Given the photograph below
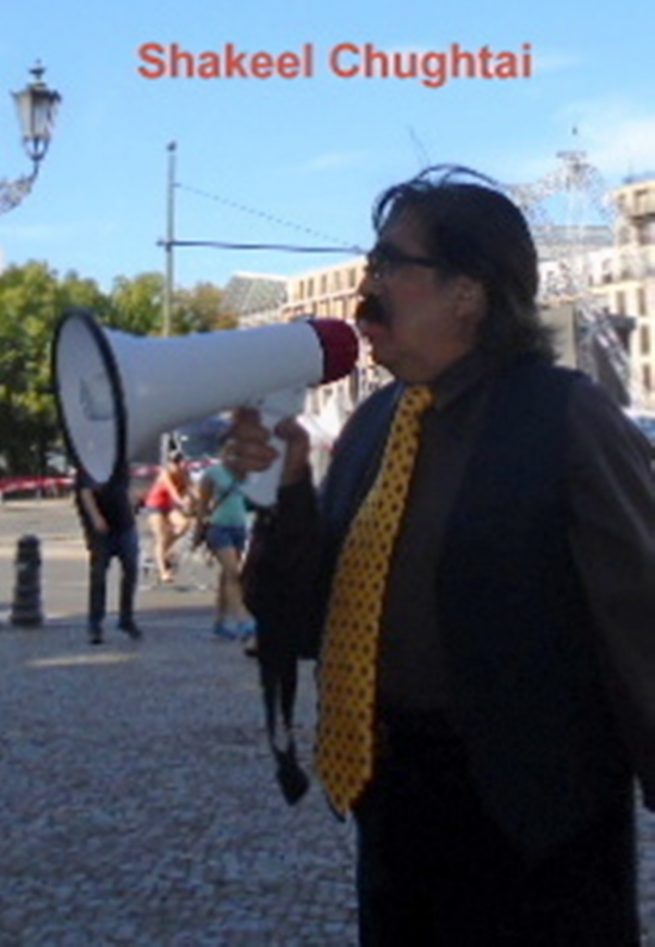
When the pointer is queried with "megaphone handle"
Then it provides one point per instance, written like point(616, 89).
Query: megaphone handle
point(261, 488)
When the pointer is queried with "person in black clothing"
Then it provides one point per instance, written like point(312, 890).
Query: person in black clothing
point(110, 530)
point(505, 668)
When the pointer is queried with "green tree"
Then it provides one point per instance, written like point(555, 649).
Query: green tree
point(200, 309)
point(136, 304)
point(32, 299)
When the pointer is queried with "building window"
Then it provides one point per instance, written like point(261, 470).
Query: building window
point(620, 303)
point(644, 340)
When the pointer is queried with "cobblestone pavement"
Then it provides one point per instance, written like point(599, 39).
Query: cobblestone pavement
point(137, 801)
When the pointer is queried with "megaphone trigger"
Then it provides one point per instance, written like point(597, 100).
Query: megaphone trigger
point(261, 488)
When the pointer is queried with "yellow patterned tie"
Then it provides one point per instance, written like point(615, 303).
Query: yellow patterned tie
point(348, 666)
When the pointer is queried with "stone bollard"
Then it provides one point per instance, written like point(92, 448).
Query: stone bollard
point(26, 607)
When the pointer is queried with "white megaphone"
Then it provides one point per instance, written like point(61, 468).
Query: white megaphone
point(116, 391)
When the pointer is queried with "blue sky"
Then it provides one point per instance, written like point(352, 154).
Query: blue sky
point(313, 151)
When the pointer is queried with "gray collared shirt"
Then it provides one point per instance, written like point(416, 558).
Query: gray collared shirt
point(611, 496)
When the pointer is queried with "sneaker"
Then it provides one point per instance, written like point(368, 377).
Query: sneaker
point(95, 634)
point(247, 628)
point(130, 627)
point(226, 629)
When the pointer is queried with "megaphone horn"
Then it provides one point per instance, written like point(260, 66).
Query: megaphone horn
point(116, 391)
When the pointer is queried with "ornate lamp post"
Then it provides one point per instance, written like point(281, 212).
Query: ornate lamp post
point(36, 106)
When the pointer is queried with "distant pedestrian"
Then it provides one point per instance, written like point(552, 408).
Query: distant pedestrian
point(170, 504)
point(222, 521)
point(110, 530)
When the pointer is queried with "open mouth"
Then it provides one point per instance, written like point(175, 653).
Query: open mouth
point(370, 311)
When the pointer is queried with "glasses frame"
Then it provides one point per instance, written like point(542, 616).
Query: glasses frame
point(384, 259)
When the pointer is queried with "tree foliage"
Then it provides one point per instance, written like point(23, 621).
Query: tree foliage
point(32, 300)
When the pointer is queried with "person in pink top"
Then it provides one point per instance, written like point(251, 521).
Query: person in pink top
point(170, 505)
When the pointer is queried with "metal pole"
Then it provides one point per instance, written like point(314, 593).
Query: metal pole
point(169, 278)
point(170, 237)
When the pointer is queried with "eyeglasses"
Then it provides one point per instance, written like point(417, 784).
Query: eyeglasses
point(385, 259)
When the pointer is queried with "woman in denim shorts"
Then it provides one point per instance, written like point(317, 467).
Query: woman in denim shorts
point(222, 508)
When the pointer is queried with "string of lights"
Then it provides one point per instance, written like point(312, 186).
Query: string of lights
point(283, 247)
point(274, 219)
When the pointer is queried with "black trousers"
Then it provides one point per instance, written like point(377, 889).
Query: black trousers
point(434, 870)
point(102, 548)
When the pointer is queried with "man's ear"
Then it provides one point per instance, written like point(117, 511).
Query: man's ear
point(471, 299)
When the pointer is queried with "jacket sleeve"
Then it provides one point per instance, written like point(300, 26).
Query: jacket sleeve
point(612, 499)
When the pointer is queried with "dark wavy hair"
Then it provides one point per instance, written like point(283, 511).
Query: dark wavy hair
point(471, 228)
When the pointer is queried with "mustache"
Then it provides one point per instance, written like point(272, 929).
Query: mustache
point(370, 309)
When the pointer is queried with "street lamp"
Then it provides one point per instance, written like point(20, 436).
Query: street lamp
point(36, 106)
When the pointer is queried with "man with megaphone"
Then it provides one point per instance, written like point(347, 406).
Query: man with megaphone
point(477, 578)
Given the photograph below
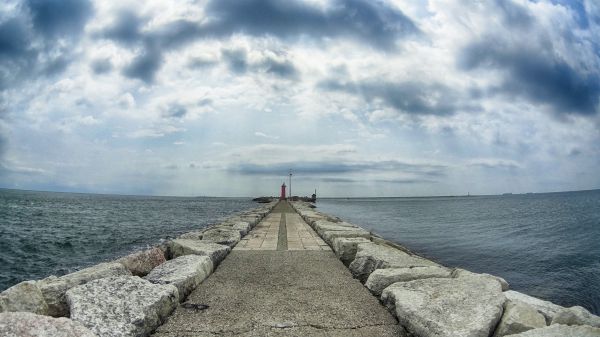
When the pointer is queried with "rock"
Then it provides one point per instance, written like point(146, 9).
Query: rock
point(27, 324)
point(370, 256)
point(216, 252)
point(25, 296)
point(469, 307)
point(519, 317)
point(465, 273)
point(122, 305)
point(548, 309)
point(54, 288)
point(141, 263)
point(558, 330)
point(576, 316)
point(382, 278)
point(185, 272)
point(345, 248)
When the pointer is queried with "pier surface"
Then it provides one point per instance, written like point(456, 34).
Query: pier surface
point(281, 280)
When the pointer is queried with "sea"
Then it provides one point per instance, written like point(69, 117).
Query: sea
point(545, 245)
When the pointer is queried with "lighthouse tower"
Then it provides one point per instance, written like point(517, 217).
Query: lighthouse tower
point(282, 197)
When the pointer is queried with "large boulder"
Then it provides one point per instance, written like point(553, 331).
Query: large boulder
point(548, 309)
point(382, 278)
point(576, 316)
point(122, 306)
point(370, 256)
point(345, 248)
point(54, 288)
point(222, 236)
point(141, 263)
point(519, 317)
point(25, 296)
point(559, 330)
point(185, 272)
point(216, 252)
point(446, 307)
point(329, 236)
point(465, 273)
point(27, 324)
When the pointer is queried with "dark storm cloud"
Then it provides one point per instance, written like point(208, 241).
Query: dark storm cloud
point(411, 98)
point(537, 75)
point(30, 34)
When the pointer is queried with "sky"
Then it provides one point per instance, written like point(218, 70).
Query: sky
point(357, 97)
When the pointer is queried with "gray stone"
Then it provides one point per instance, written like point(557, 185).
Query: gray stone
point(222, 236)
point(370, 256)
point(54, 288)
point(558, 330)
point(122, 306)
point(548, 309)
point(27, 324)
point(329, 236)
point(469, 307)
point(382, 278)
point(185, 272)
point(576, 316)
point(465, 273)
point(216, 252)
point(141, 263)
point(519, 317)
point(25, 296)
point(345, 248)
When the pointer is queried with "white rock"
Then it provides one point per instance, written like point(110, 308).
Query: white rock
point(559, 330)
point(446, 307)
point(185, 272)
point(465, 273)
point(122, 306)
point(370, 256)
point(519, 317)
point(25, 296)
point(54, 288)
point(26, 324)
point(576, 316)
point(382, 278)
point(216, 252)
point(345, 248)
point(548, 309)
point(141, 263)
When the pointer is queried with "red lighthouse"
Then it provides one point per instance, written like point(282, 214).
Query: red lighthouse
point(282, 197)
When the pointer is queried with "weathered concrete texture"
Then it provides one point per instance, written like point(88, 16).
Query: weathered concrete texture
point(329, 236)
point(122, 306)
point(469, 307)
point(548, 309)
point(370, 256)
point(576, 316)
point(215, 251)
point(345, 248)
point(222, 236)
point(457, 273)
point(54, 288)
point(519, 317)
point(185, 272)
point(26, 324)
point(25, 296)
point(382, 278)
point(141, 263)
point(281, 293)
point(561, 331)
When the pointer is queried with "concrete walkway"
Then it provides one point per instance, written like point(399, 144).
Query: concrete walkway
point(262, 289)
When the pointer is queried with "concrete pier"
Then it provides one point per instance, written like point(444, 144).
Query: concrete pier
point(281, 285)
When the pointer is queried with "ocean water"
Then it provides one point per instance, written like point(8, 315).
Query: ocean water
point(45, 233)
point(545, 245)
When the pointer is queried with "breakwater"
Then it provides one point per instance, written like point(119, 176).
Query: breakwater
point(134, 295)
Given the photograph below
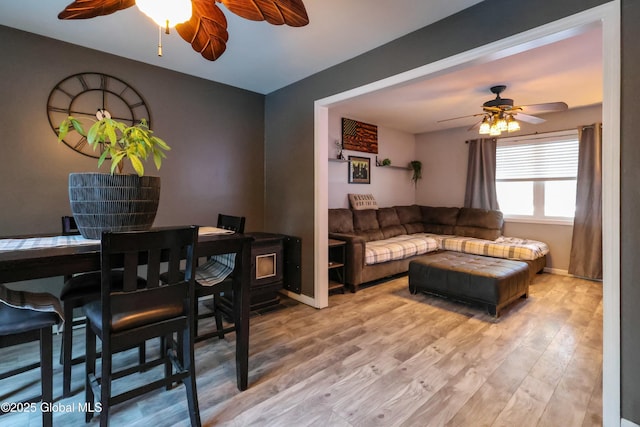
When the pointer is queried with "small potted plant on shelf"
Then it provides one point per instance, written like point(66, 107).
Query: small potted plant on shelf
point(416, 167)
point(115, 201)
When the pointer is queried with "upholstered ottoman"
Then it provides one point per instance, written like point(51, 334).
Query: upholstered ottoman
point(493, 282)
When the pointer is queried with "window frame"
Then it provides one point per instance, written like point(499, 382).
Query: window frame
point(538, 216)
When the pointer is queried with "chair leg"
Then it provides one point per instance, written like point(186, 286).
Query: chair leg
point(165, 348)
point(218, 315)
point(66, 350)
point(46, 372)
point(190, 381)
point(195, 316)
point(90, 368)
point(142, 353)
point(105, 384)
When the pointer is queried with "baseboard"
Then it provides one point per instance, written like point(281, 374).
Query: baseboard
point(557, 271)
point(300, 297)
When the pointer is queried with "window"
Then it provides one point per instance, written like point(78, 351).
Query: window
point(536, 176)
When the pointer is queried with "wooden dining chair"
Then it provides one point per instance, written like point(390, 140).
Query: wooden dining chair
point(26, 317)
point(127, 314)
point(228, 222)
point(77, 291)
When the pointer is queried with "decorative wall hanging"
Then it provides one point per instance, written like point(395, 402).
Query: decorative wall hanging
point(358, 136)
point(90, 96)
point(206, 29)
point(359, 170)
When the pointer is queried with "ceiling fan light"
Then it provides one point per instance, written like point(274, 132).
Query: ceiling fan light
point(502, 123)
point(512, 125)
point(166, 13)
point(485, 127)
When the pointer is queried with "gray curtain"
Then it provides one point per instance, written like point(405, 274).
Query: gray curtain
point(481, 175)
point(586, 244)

════════════════════

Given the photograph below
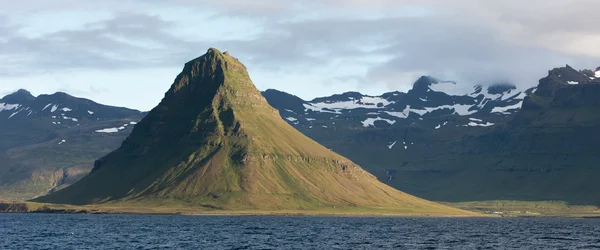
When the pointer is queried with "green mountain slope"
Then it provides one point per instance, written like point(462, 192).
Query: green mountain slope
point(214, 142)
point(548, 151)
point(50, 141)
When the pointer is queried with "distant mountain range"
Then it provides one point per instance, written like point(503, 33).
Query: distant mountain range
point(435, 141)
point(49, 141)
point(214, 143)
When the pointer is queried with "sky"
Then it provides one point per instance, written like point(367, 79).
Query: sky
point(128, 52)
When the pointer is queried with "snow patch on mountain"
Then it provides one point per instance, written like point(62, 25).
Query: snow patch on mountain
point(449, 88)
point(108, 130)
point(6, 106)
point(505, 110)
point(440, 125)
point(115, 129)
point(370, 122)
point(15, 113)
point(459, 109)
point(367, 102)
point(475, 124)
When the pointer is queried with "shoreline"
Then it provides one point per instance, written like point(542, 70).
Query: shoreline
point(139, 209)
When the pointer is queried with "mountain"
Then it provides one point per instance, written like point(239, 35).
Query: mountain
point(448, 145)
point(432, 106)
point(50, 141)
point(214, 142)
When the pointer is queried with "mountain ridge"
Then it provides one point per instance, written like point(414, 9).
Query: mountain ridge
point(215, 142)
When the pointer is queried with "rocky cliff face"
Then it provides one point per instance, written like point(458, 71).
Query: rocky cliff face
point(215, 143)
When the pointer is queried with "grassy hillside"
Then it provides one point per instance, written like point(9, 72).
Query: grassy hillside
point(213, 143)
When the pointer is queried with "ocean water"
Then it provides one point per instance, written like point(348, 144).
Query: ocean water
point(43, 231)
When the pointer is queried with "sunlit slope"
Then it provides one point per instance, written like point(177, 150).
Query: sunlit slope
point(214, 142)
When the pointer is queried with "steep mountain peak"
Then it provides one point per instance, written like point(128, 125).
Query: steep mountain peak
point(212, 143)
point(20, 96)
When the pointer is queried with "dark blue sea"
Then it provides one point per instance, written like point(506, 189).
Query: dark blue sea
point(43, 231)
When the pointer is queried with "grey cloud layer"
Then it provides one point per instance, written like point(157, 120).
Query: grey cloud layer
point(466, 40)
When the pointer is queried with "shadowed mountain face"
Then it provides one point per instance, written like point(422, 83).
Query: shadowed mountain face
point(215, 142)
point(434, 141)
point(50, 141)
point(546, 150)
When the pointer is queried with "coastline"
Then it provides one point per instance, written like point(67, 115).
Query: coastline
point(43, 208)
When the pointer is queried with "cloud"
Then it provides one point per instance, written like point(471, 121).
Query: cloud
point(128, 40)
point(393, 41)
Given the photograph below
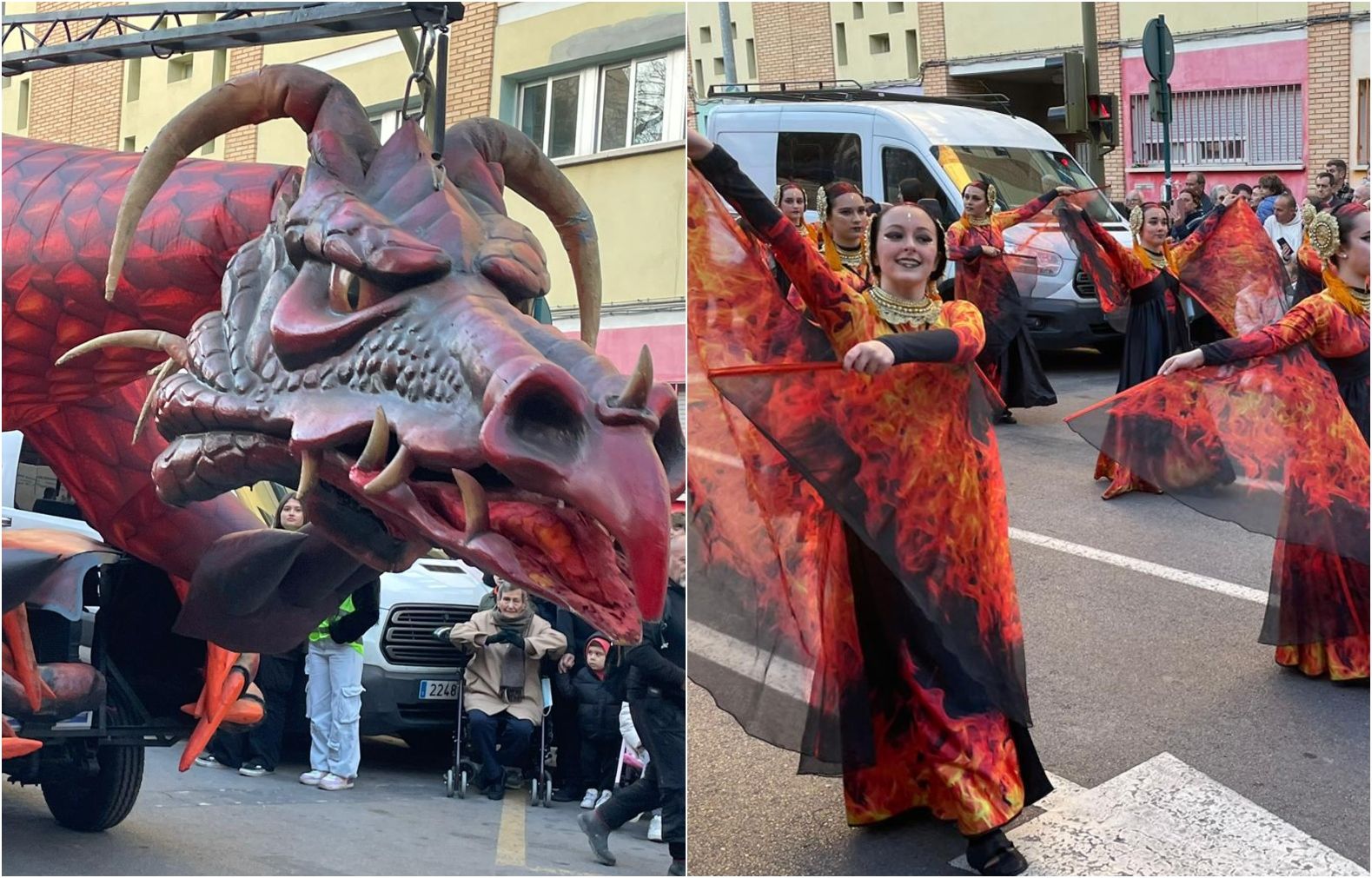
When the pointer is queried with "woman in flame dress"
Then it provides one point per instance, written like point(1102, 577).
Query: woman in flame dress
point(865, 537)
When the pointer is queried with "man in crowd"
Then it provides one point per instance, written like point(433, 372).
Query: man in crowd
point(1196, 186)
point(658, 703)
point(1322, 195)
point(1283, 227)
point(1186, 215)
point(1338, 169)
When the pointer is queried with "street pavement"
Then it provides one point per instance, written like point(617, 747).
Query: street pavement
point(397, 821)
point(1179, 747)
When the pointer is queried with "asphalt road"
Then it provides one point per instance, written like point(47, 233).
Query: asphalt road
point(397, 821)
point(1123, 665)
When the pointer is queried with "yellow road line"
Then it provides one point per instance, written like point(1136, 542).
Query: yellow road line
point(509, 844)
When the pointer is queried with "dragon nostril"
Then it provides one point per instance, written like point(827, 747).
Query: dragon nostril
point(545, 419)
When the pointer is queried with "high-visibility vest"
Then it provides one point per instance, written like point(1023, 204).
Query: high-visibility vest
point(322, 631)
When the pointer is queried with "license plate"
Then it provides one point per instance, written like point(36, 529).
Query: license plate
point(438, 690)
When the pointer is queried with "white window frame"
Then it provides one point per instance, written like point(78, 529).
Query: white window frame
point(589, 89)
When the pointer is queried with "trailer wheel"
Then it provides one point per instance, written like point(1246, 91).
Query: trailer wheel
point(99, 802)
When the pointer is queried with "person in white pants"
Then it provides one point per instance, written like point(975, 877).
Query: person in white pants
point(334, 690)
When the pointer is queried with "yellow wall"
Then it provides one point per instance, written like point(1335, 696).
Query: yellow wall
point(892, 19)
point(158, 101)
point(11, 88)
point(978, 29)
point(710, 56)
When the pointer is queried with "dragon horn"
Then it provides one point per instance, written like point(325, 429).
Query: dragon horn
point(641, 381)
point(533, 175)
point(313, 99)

════════════════════

#### STATED TASK
From the records above, pick out every line containing the string "plate" and copy each one in full. Case counts.

#### EXERCISE SOLUTION
When the pointer is queried with "license plate"
Query: license plate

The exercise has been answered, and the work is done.